● 文書セクション
::::
使い勝手も高まったシステムキッチンのウォールキャビネット
フロアキャビネットとウォールキャビネットを組み合わせた、対面キッチン出多くみられるプラン。[ザ・クラッソ] TOTO
一般的に、システムキッチンの収納は、加熱機器(コンロや・IHクッキングヒーター)やシンク、水栓金具などを組み込み、基本的な収納スペースを確保した「キッチン部分(フロアキャビネット・ユニット)」と、食器や家電などの収納を目的とした「周辺ユニット」に分類されます。基本となる「キッチン部分」の収納には、ウォールキャビネット(ユニット)を組み合わせるプランが多くみられます。
::::
● データセット内容
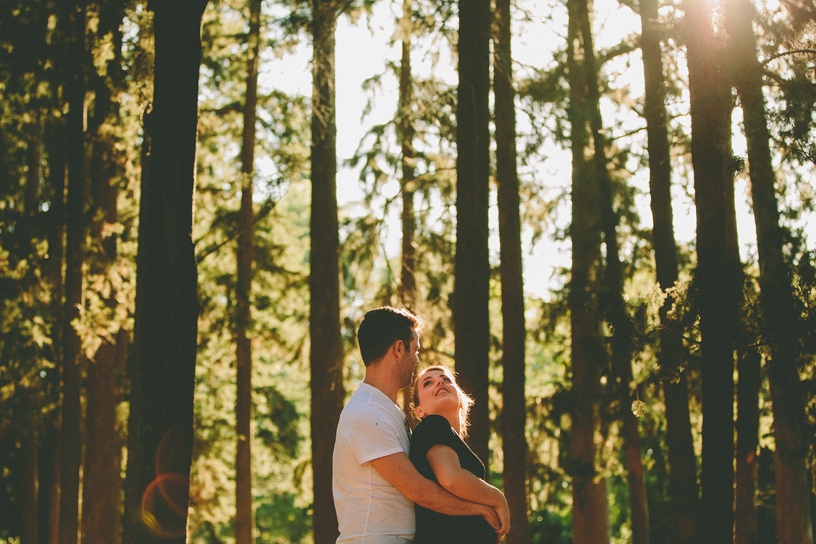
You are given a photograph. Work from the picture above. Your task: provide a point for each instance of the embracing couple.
(392, 486)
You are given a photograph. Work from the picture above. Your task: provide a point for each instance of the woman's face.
(437, 393)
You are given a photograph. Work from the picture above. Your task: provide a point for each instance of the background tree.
(243, 344)
(326, 345)
(671, 357)
(472, 270)
(160, 428)
(514, 332)
(101, 487)
(590, 518)
(717, 289)
(71, 411)
(780, 323)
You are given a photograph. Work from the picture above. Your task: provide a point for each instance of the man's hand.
(503, 513)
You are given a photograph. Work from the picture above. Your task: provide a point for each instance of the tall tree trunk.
(514, 410)
(160, 433)
(28, 452)
(612, 302)
(48, 472)
(716, 291)
(471, 320)
(590, 512)
(407, 290)
(102, 469)
(749, 371)
(326, 348)
(71, 413)
(408, 161)
(780, 322)
(31, 405)
(682, 459)
(243, 346)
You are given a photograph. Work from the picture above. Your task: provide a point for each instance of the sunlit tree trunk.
(326, 348)
(102, 469)
(780, 322)
(71, 413)
(28, 451)
(471, 319)
(243, 346)
(408, 163)
(612, 303)
(590, 508)
(717, 283)
(682, 459)
(160, 428)
(514, 409)
(749, 372)
(48, 457)
(31, 404)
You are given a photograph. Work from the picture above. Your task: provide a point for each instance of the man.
(374, 483)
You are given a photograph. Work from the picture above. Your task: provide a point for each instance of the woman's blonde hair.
(465, 402)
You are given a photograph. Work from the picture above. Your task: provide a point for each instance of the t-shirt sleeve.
(371, 436)
(432, 431)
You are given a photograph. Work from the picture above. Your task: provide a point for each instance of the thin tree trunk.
(717, 287)
(514, 409)
(71, 413)
(590, 512)
(749, 371)
(682, 459)
(613, 304)
(102, 469)
(407, 291)
(780, 323)
(28, 452)
(471, 320)
(48, 473)
(326, 348)
(31, 405)
(160, 433)
(243, 346)
(408, 162)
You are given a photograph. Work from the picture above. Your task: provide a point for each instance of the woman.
(439, 453)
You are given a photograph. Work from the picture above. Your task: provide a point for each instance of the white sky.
(362, 51)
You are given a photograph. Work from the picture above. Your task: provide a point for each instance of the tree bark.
(408, 294)
(48, 472)
(749, 371)
(780, 322)
(160, 433)
(243, 346)
(102, 470)
(326, 348)
(514, 409)
(682, 459)
(590, 513)
(718, 286)
(71, 412)
(612, 302)
(471, 319)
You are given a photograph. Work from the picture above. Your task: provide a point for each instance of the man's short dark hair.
(383, 326)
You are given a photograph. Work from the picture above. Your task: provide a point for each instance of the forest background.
(183, 260)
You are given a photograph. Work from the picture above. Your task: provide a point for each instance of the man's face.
(409, 361)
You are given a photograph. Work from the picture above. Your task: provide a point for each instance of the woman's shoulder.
(431, 423)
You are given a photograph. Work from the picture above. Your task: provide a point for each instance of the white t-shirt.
(371, 426)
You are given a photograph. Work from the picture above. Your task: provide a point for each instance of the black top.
(433, 527)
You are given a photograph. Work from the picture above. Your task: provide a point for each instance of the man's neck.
(382, 379)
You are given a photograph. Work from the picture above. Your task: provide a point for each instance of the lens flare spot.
(164, 505)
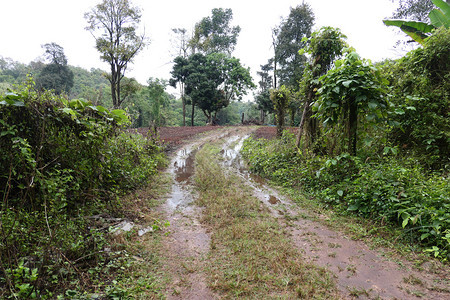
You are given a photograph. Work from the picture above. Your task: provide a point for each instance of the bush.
(390, 190)
(420, 88)
(61, 160)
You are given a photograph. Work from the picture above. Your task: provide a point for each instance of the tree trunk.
(280, 122)
(293, 111)
(192, 114)
(306, 115)
(183, 101)
(352, 126)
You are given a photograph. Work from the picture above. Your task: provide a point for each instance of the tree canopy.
(114, 23)
(215, 33)
(56, 75)
(288, 39)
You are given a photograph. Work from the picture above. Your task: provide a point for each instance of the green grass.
(145, 277)
(251, 255)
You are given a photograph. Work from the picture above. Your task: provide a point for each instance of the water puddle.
(182, 168)
(273, 200)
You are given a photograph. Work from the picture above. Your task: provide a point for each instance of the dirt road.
(358, 271)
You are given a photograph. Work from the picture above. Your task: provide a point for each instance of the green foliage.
(114, 23)
(353, 87)
(214, 34)
(288, 39)
(420, 94)
(419, 31)
(59, 161)
(211, 81)
(390, 190)
(280, 99)
(324, 47)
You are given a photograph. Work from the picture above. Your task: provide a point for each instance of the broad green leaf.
(438, 19)
(373, 105)
(347, 83)
(417, 26)
(444, 6)
(415, 34)
(405, 222)
(353, 207)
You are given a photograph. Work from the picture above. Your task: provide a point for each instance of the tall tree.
(215, 34)
(287, 40)
(114, 23)
(416, 10)
(352, 88)
(211, 81)
(56, 75)
(262, 97)
(183, 49)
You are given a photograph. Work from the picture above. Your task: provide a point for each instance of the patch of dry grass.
(251, 254)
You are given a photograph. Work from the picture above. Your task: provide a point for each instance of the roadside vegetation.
(251, 255)
(390, 163)
(62, 162)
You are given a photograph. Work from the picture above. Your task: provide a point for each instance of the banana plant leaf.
(416, 30)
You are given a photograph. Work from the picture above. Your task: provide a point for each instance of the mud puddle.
(188, 242)
(359, 271)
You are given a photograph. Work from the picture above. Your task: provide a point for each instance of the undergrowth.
(251, 256)
(62, 161)
(389, 189)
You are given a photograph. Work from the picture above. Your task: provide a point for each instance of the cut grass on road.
(251, 255)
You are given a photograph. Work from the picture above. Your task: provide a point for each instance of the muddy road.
(358, 271)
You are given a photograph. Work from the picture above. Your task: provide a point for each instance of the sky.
(25, 25)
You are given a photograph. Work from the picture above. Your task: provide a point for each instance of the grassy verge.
(251, 254)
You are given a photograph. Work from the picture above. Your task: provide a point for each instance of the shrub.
(391, 190)
(61, 160)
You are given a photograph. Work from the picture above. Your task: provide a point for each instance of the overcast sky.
(28, 24)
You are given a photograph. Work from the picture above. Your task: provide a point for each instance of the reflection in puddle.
(184, 166)
(182, 169)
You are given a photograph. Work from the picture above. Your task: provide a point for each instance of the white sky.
(25, 25)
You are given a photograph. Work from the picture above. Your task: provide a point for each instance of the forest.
(368, 141)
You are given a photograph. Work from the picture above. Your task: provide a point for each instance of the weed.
(251, 258)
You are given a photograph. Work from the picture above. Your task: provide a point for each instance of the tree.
(280, 100)
(158, 98)
(419, 31)
(324, 46)
(211, 81)
(287, 40)
(262, 98)
(351, 88)
(416, 10)
(179, 75)
(113, 23)
(56, 75)
(420, 88)
(214, 34)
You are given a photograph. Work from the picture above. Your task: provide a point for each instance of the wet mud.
(360, 272)
(187, 242)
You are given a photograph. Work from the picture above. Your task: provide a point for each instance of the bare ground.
(359, 272)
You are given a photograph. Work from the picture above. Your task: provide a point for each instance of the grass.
(145, 277)
(375, 234)
(251, 255)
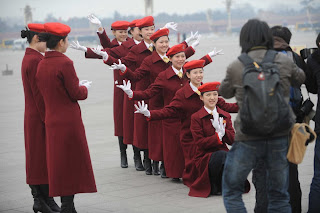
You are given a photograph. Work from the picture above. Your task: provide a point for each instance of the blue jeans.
(242, 158)
(314, 196)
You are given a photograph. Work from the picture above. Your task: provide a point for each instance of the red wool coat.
(183, 105)
(166, 85)
(122, 107)
(68, 158)
(34, 128)
(133, 60)
(149, 70)
(207, 142)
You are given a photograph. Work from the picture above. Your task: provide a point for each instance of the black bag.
(264, 111)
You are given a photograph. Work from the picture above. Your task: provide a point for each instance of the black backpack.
(264, 111)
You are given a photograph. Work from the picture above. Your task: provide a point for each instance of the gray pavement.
(119, 190)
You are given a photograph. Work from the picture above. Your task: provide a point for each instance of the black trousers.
(216, 164)
(259, 179)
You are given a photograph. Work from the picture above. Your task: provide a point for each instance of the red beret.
(194, 64)
(39, 28)
(57, 28)
(159, 33)
(176, 49)
(133, 23)
(145, 22)
(120, 25)
(210, 86)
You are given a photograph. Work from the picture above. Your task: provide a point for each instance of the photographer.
(312, 83)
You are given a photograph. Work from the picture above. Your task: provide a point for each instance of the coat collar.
(203, 112)
(188, 92)
(50, 54)
(30, 51)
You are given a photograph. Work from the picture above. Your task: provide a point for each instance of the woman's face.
(120, 35)
(146, 32)
(178, 60)
(136, 34)
(210, 99)
(195, 76)
(162, 45)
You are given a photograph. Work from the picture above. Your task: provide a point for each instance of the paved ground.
(119, 190)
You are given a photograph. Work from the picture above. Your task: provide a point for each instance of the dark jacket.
(313, 82)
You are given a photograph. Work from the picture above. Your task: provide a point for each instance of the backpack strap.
(269, 56)
(245, 59)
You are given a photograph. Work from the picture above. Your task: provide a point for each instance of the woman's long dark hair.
(52, 40)
(255, 33)
(28, 34)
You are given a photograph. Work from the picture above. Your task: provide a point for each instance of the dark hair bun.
(24, 33)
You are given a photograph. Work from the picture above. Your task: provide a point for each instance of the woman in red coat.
(34, 128)
(148, 71)
(166, 85)
(122, 106)
(186, 102)
(68, 158)
(211, 129)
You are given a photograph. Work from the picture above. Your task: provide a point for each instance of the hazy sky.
(106, 8)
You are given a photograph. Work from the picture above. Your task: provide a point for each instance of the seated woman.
(211, 129)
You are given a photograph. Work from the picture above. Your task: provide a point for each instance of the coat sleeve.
(173, 110)
(297, 75)
(104, 39)
(139, 73)
(202, 141)
(153, 89)
(226, 88)
(71, 83)
(31, 75)
(229, 135)
(311, 76)
(228, 107)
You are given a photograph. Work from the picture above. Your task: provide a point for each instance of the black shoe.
(67, 205)
(155, 167)
(163, 171)
(44, 188)
(124, 160)
(40, 204)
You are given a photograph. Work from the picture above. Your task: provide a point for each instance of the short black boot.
(155, 166)
(137, 159)
(67, 204)
(40, 204)
(123, 153)
(163, 170)
(49, 200)
(147, 163)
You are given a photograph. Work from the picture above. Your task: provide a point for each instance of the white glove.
(85, 83)
(75, 45)
(196, 43)
(82, 82)
(192, 38)
(119, 66)
(222, 129)
(126, 87)
(171, 25)
(214, 53)
(142, 108)
(98, 50)
(94, 20)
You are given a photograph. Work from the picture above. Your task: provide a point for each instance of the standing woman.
(34, 127)
(186, 102)
(166, 85)
(118, 28)
(148, 71)
(68, 159)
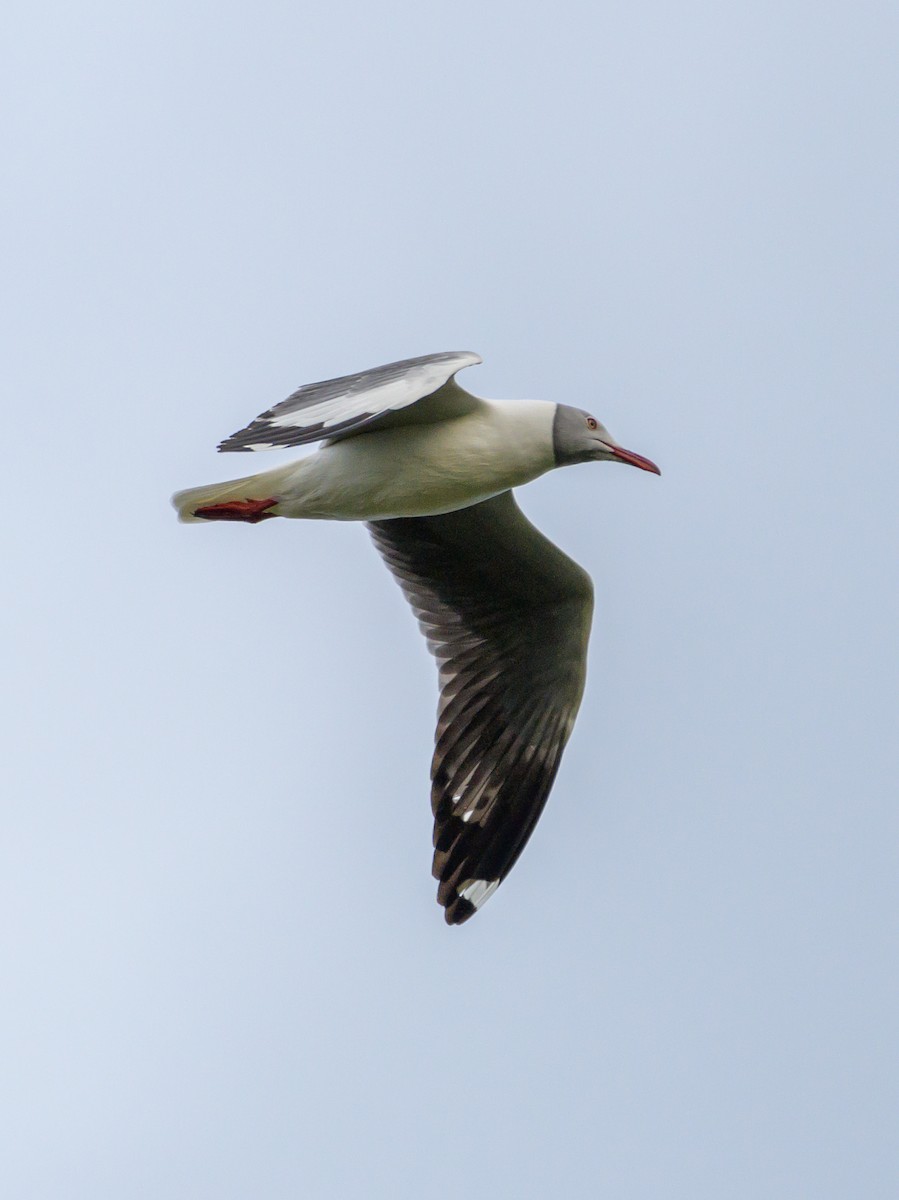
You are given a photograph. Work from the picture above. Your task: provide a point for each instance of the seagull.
(507, 615)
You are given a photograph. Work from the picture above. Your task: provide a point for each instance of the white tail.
(247, 490)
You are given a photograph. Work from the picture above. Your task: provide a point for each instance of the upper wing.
(507, 616)
(340, 406)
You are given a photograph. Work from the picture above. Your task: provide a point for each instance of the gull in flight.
(507, 616)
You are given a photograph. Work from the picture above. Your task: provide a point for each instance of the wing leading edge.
(336, 407)
(507, 616)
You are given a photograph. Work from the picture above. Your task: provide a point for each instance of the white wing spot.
(478, 892)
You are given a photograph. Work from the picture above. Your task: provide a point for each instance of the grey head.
(579, 437)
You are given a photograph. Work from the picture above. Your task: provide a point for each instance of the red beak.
(635, 460)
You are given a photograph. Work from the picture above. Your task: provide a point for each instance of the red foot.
(237, 510)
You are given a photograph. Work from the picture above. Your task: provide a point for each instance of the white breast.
(424, 469)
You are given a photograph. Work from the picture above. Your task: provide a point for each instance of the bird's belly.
(413, 472)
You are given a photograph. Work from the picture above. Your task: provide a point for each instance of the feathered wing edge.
(507, 616)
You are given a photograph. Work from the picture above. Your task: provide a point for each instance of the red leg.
(237, 510)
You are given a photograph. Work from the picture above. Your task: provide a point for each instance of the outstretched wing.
(507, 616)
(349, 403)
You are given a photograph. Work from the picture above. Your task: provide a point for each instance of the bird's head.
(580, 437)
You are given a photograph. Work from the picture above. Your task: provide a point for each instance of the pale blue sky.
(223, 970)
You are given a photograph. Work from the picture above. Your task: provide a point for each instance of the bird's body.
(505, 613)
(407, 471)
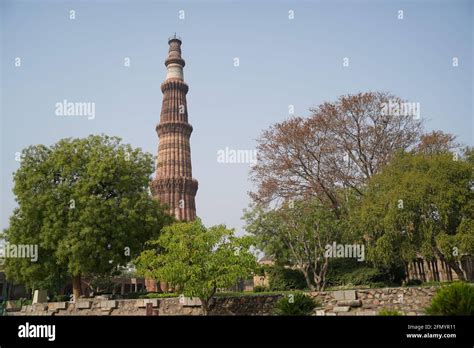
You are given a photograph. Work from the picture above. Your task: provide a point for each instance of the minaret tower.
(174, 184)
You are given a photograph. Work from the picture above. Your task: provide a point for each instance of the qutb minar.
(174, 184)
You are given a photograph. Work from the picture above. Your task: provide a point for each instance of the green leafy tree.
(198, 260)
(454, 299)
(419, 205)
(297, 234)
(85, 203)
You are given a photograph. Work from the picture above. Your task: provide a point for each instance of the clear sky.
(282, 62)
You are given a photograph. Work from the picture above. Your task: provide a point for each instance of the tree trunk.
(76, 286)
(204, 306)
(308, 280)
(454, 265)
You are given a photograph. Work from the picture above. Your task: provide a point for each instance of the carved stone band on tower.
(173, 183)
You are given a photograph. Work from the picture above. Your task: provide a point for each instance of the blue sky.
(282, 62)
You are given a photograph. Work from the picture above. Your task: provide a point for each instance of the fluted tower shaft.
(173, 183)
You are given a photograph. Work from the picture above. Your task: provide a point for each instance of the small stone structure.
(409, 300)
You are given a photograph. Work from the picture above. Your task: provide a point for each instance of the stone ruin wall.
(409, 300)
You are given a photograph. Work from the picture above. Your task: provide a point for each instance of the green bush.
(133, 295)
(414, 282)
(282, 279)
(60, 298)
(259, 288)
(454, 299)
(343, 272)
(295, 304)
(389, 312)
(158, 295)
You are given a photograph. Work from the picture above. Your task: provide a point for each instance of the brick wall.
(410, 301)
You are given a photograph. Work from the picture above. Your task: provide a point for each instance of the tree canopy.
(85, 203)
(418, 205)
(198, 260)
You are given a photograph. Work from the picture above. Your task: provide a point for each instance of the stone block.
(153, 301)
(340, 309)
(372, 313)
(11, 306)
(350, 303)
(53, 306)
(350, 295)
(40, 296)
(338, 295)
(39, 307)
(190, 301)
(108, 304)
(83, 304)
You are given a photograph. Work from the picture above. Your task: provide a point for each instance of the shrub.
(132, 295)
(295, 304)
(454, 299)
(281, 279)
(158, 295)
(389, 312)
(60, 298)
(343, 272)
(414, 282)
(259, 288)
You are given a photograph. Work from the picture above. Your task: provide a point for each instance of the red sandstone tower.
(174, 184)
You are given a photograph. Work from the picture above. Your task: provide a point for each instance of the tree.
(85, 203)
(297, 233)
(198, 260)
(342, 144)
(436, 142)
(419, 205)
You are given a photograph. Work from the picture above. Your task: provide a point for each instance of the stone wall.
(409, 300)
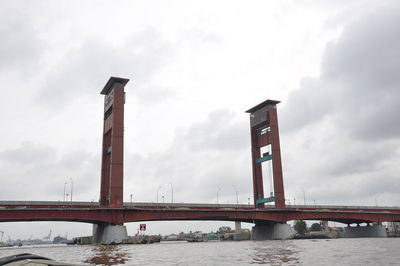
::::
● 短い問題 1
文書セクションから、「使い勝手も高まったシステムキッチンのウォールキャビネット」を含む箇所で始まり「せるプランが多くみられます。」の後で終わる部分を、一字一句たがえずに書き写してください。
● 短い問題 2
次の(a)〜(c)は文書セクションの内容と合っていますか。それぞれ「はい」か「いいえ」で答え、判断の決め手となる文書セクションの語句をそのまま引用してください。
(a) システムキッチンの収納は、「キッチン部分」と「周辺ユニット」に分類される。
(b) 「周辺ユニット」は、加熱機器やシンクを組み込んだ部分である。
(c) 基本となる「キッチン部分」の収納には、ウォールキャビネットを組み合わせるプランが多くみられる。
文書セクションだけを手がかりにすること。

● 完全な解答 1
使い勝手も高まったシステムキッチンのウォールキャビネット
フロアキャビネットとウォールキャビネットを組み合わせた、対面キッチン出多くみられるプラン。[ザ・クラッソ] TOTO
一般的に、システムキッチンの収納は、加熱機器(コンロや・IHクッキングヒーター)やシンク、水栓金具などを組み込み、基本的な収納スペースを確保した「キッチン部分(フロアキャビネット・ユニット)」と、食器や家電などの収納を目的とした「周辺ユニット」に分類されます。基本となる「キッチン部分」の収納には、ウォールキャビネット(ユニット)を組み合わせるプランが多くみられます。

● 完全な解答 2
(a) はい。『「キッチン部分(フロアキャビネット・ユニット)」と、食器や家電などの収納を目的とした「周辺ユニット」に分類されます』
(b) いいえ。『食器や家電などの収納を目的とした「周辺ユニット」』
(c) はい。『基本となる「キッチン部分」の収納には、ウォールキャビネット(ユニット)を組み合わせるプランが多くみられます』